_EXERCISE PROMPT_
Can you swap every "this photo" in the rows below for "this image", keeping everything else unchanged and leaving the pictures out?

-- Begin --

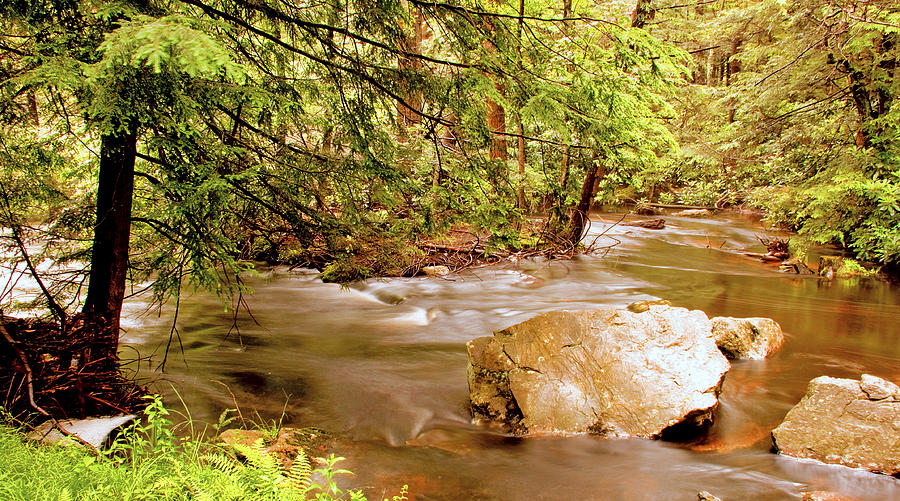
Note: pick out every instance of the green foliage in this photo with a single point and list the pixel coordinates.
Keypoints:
(147, 461)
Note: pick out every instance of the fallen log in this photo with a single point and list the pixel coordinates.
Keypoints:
(650, 224)
(764, 257)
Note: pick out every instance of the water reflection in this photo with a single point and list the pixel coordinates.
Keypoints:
(383, 363)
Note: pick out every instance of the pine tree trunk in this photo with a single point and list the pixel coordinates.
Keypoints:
(580, 216)
(109, 256)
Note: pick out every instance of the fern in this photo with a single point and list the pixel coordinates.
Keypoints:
(301, 470)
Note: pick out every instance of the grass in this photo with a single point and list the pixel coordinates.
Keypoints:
(148, 462)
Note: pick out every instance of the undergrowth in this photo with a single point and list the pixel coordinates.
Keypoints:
(149, 462)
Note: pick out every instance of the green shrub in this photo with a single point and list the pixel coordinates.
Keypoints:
(149, 462)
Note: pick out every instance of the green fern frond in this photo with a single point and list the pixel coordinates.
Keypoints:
(301, 469)
(259, 458)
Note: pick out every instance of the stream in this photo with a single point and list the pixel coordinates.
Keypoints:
(383, 366)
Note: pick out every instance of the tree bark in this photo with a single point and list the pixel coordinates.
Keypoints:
(580, 216)
(109, 256)
(520, 157)
(410, 110)
(497, 126)
(642, 13)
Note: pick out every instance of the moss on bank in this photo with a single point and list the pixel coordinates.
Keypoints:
(148, 462)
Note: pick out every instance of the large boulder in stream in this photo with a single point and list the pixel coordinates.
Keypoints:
(842, 421)
(747, 338)
(612, 372)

-- End --

_FINISHED ANSWER_
Note: pick out every instance of the green foliage in this image with a single point and list the pixel coordinates.
Keypoints:
(147, 461)
Note: pick out every instance of the fallen log in this image with a single point and list the pixel coordinates.
Keypoints:
(650, 224)
(764, 257)
Note: pick out every instance of the water reflection in this image with a single point and list the pixel coordinates.
Keypoints:
(383, 363)
Note: pick out every instance of the pine tree trunk in this image with a single point and list the pixel coordinates.
Keypoints:
(580, 216)
(109, 256)
Note: pick out every instance of the fern in this image with a single point and list the pixel coordinates.
Keypoints:
(301, 470)
Note: pick out every instance of the grass in this image with a single point and list the pixel coordinates.
Keypoints:
(148, 462)
Note: pick out every instance of the undergrowth in this image with a single point and list the pixel coordinates.
Keypoints:
(149, 462)
Note: pick out every instance of the green shrub in this image with a single point and list the pixel coordinates.
Keypoints:
(149, 462)
Note: pick out every instance of the green fern frond in this image with a single point and list the pixel coordinates.
Keypoints:
(301, 469)
(259, 458)
Note: pick out every instance of the stream in this image with a single point and list the pixel coordinates.
Keypoints:
(383, 366)
Note: pick out every instance of the tree bark in this image with a single point and list the pixel coordinates.
Keypoints:
(580, 216)
(109, 256)
(520, 157)
(410, 110)
(497, 126)
(642, 13)
Note: pick out every instance of the moss on bank in this image with a single point and list the pixel coordinates.
Keypoints:
(148, 462)
Note: pick out every instance of the large boulder in stream in this image with a single point and list the pixel coordinates.
Keypoints:
(842, 421)
(747, 338)
(612, 372)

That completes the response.